II. Dünya savaşından sonra kurulduğu zaman IMF’nin temel ilgisi sanayileşmiş ülkelerdi. Bu ülkeler altın-dolar standardı içerisinde sık sık karşılaşılan sabit fakat ayarlanabilir kur sistemlerini uygulamaktaydılar. Aşırı yurt içi talep ya da enflasyon kaynaklı para uyumsuzlukları kur üzerinde sürdürülemez baskıya öncülük eden ticaret açıklarına yol açtığı zaman ödemeler dengesi krizleri ortaya çıkmaktaydı. IMF kriz ülkesine parasını devalue etmeyi (ithalatı azaltmak ve ihracatı daha rekabetçi hale getirmek) ve daraltıcı para ve maliye politikasıyla yurt içi talebi deflate etmeyi (ithalatı azaltmak, ihracat kapasitesi yaratmak ve sık sık parasal uyumsuzlukların bir nedeni olan enflasyonu sonlandırmak) tavsiye ederken, kısa vadeli ödemeler dengesi yardımıyla krizlere cevap veriyordu. Bu devalüasyon ve daraltıcı para ve maliye politikaları açık deflasyon stratejisi gerekli olmadığı zaman bile IMF’nin para krizlerini ele almaktaki algısında standart bir politika olmaya başlamıştı.

Zaman içerisinde sanayileşmiş ülkeler genellikle sabit fakat ayarlanabilir kur sistemini terk ettiler ve dalgalı kur sistemine geçtiler. Ödemeler dengesi krizleri de önemli bir sorun olmaktan çıktı (Feldstein, 2002:19). Doğu Asya, Rusya ve Brezilya krizlerinden sonra iktisatçıların kur rejimlerine ilişkin görüşleri keskin bir şekilde evrim geçirmeye devam etti. İki ekstrem uç, süper-fix (Para kurulu ya da Dolarizasyon) ve serbest dalgalı kur popülarite kazanmaya devam ederken sabit fakat ayarlanabilir rejimler hızlı bir şekilde popülaritesini kaybetti (Edwards, 2001:13).

Ampirik olarak fon destekli bir programın oluşumunda ülkelerin kur rejimlerini değiştirmesi pek muhtemel değildir. Hem sabit hem de esnek kur rejimleri altında başarılı dezenflasyon programlarına rastlanılmaktadır. Başarılan mali düzenlemeler ve makro iktisadi politikaların oluşumu nominal çapa tercihinden daha büyük önemde olabilir. Kur rejimi -bazı durumlarda daha düşük bir çıktı maliyetiyle sermaye hesabında belirli bir iyileşmeyi sağlayan daha esnek rejimli ülkelerde- dış ayarlamaya ilişkin önemli imalara da sahiptir (IMF, 2004b:24).

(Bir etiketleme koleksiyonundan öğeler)
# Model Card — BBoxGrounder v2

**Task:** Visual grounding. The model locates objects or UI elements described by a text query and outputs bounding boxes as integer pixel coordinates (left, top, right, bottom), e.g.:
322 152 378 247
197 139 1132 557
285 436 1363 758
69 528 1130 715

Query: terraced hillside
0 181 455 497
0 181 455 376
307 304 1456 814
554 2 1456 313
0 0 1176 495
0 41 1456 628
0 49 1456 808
--
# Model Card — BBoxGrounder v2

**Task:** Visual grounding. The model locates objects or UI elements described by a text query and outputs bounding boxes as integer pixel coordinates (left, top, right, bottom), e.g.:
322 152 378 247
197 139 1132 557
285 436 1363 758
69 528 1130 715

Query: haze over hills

§ Çalışma soruları:
a: IMF ve kur rejimleri üzerine olan alıntıda "Zaman içerisinde sanayileşmiş" sözcüklerinin geçtiği yerden başlayın ve "kaybetti (Edwards, 2001:13)." sözcüklerinden sonra durarak bu kısmı olduğu gibi yazdırın.
b: IMF ve kur rejimleri üzerine olan alıntıya göre, sabit fakat ayarlanabilir rejimler popülerliğini yitirirken hangi iki uç kur rejimi popülerlik kazanmaya devam etmiştir?
Buradaki verilere ihtiyaç duyulmayacaktır.

§ Beklenen sonuçlar:
a:
Zaman içerisinde sanayileşmiş ülkeler genellikle sabit fakat ayarlanabilir kur sistemini terk ettiler ve dalgalı kur sistemine geçtiler. Ödemeler dengesi krizleri de önemli bir sorun olmaktan çıktı (Feldstein, 2002:19). Doğu Asya, Rusya ve Brezilya krizlerinden sonra iktisatçıların kur rejimlerine ilişkin görüşleri keskin bir şekilde evrim geçirmeye devam etti. İki ekstrem uç, süper-fix (Para kurulu ya da Dolarizasyon) ve serbest dalgalı kur popülarite kazanmaya devam ederken sabit fakat ayarlanabilir rejimler hızlı bir şekilde popülaritesini kaybetti (Edwards, 2001:13).

b: Süper-fix (Para kurulu ya da Dolarizasyon) ve serbest dalgalı kur.